Task data —
· · · ·

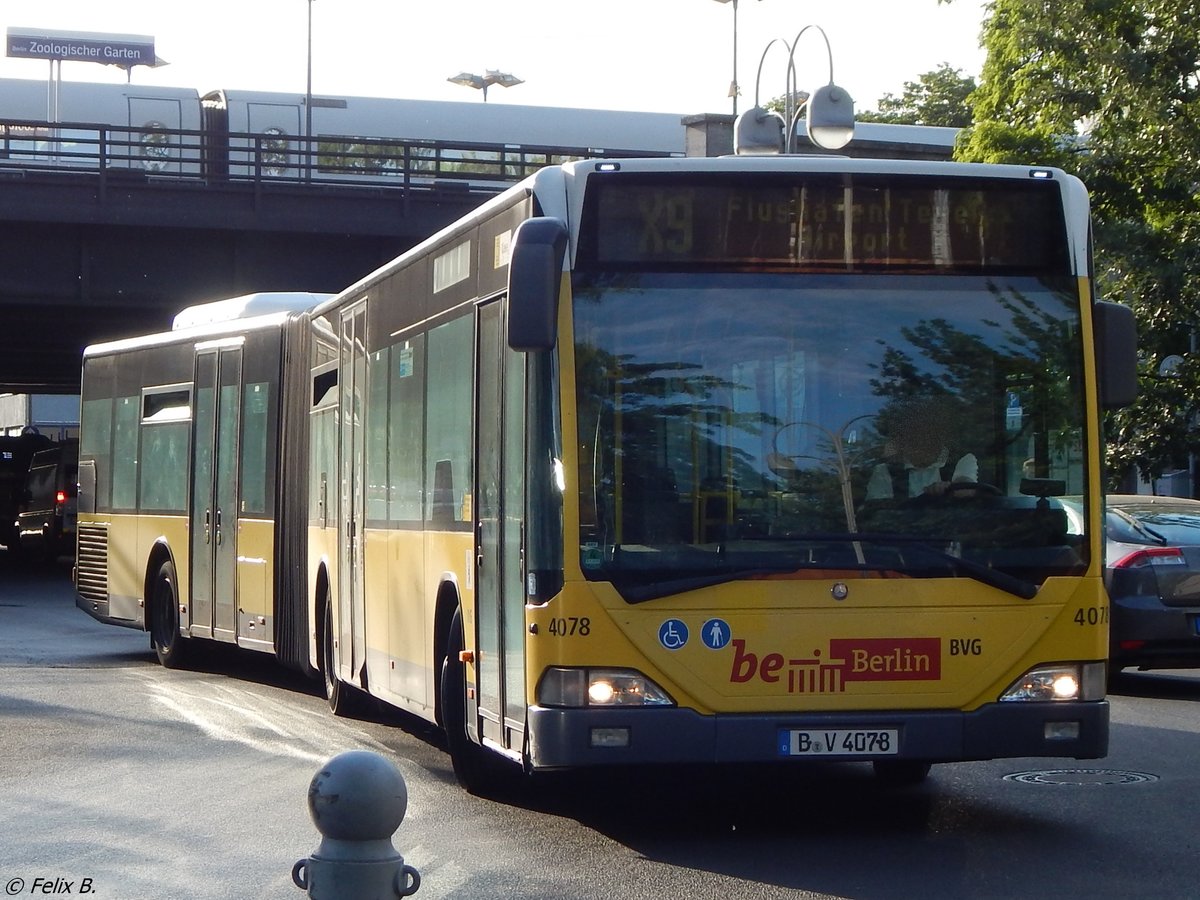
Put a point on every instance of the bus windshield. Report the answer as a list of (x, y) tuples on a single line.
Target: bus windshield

· · · ·

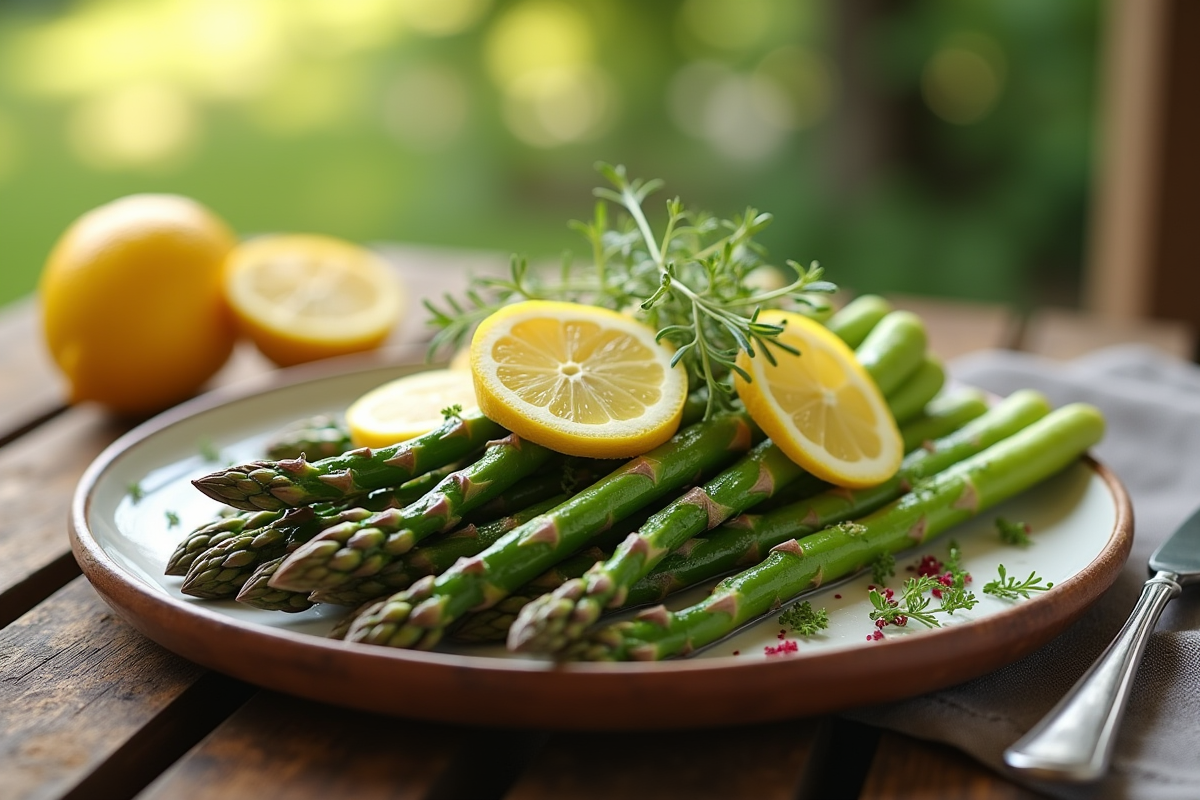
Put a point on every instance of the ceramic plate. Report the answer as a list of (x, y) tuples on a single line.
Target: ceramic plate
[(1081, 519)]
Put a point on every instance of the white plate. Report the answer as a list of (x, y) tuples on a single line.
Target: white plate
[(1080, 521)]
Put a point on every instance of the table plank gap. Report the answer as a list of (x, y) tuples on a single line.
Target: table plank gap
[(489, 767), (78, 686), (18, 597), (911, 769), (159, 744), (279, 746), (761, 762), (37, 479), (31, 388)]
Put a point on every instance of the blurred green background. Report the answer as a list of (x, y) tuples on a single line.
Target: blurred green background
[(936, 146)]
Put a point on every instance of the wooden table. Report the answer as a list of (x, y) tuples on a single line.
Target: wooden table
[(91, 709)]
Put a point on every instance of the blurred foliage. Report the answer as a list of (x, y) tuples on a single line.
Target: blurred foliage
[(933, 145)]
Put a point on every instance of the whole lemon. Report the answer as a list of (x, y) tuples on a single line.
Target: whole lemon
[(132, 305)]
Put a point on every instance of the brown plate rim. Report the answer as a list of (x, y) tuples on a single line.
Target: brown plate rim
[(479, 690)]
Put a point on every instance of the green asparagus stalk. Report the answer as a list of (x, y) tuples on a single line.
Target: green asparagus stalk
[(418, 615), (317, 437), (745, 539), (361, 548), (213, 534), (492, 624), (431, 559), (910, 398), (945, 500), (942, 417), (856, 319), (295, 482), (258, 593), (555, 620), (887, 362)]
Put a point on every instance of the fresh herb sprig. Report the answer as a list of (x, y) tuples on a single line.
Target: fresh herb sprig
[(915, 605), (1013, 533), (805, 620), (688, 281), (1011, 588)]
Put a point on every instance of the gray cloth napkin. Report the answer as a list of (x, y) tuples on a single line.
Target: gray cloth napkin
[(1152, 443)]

· · · ·

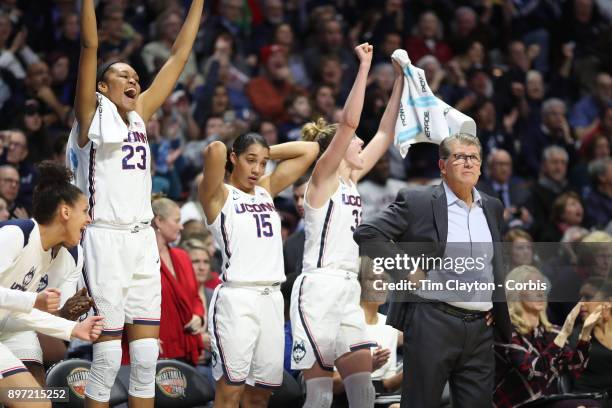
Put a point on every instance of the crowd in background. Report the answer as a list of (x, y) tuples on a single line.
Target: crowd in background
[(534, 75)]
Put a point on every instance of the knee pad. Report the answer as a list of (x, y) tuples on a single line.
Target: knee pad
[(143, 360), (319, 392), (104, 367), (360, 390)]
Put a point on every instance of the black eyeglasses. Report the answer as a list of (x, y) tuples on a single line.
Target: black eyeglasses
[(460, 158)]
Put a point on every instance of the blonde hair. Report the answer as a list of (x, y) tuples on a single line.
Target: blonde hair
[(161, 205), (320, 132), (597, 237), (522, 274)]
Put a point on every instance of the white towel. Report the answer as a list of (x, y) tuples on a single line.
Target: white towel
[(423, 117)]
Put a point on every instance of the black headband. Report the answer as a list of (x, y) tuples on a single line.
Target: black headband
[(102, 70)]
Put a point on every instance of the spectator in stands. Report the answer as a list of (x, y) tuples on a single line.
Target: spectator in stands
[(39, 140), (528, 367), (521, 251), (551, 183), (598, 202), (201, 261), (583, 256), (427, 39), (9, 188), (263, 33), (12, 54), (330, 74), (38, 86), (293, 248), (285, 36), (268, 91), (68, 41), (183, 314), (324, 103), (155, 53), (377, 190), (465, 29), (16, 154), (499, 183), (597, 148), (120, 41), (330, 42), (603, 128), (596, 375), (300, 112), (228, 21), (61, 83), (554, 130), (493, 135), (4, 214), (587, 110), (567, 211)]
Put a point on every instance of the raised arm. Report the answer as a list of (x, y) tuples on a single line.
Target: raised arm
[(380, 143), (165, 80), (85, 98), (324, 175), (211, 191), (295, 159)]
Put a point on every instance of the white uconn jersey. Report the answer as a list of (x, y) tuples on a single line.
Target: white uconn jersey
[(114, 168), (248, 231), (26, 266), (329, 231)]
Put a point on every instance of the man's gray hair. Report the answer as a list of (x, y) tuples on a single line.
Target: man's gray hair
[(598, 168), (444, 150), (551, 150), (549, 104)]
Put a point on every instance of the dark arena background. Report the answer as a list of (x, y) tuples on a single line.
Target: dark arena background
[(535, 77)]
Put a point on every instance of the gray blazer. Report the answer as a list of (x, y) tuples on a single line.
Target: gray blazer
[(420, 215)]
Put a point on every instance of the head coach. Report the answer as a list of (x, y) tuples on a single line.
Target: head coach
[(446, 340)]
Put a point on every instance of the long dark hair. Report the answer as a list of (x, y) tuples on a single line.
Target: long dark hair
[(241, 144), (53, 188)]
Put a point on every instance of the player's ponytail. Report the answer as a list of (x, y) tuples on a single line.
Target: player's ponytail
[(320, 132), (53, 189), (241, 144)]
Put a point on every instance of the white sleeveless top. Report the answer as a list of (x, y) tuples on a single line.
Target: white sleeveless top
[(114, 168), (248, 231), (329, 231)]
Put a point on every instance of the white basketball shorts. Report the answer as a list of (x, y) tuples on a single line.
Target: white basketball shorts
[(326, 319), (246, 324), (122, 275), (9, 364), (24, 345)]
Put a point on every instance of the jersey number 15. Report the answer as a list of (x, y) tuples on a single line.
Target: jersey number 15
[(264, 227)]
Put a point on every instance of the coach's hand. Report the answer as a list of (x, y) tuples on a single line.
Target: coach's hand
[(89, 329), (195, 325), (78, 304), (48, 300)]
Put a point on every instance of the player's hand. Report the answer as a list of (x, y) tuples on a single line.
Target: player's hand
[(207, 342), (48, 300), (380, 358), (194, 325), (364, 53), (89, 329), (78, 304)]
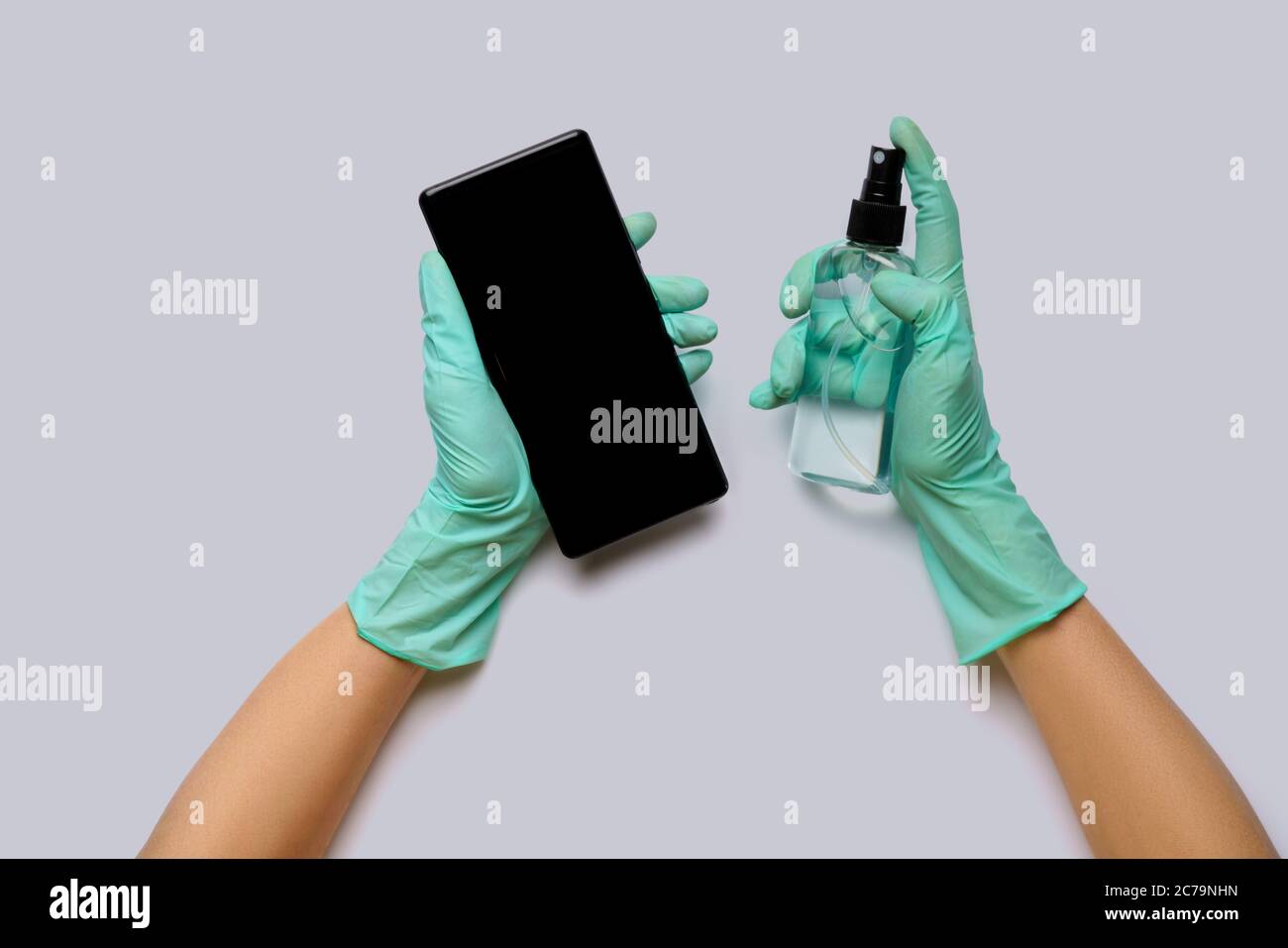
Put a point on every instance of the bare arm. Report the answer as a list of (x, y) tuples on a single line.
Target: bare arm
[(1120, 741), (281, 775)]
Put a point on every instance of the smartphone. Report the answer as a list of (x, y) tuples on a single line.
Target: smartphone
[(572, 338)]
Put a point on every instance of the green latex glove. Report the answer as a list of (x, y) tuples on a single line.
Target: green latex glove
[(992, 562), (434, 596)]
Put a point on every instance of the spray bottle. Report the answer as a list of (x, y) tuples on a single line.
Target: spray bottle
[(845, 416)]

· · · ·

Brief — Please give the records again, starting with the line with "Put a point on every instance of the blonde" and going on through the line with "[(598, 168), (444, 150), (551, 150), (549, 104)]", swapping "raised arm" for "lifted arm" and leaving everything else unchanged.

Written answer —
Put a point on every instance of the blonde hair. Report the answer as a list of (x, y) tuples on a single line.
Target: blonde hair
[(161, 205), (320, 132), (597, 237), (522, 274)]
Put a point on every instance of the white towel. Report the answer as a list of (x, y) tuples on a single line.
Target: white towel
[(423, 117)]
Put a point on every instance of the black headband. Report the answer as a list of (x, y) tuples on a single line.
Target: black headband
[(102, 70)]
Put a point on every instance of the spectator in stands. Report the answer as a list of (x, y) tuples on a single line.
Target: spectator in stands
[(39, 140), (528, 367), (521, 251), (551, 183), (598, 202), (201, 261), (583, 256), (427, 39), (9, 188), (263, 33), (12, 54), (330, 74), (38, 86), (293, 248), (285, 36), (268, 91), (68, 41), (183, 314), (324, 103), (155, 53), (377, 190), (465, 29), (16, 154), (499, 183), (597, 148), (120, 41), (330, 42), (603, 128), (596, 375), (300, 112), (228, 21), (61, 83), (554, 130), (493, 135), (4, 214), (587, 110), (567, 211)]
Put a point on every instance of the lifted arm. Report the answer as a list of (x, y) tuples on a single line.
Target: lifted arm
[(380, 143), (165, 80), (85, 98), (324, 175), (211, 191), (295, 159)]
Put a point on every instance of the white uconn jersey. Report the answer as a list of (x, y) tuples on a single line.
Target: white uconn jersey
[(114, 168), (248, 231), (26, 266), (329, 231)]
Put a point on every instance of the man's gray hair. Report the answer as a list of (x, y) tuples on a single line.
Target: man's gray hair
[(598, 168), (444, 150), (551, 150), (549, 104)]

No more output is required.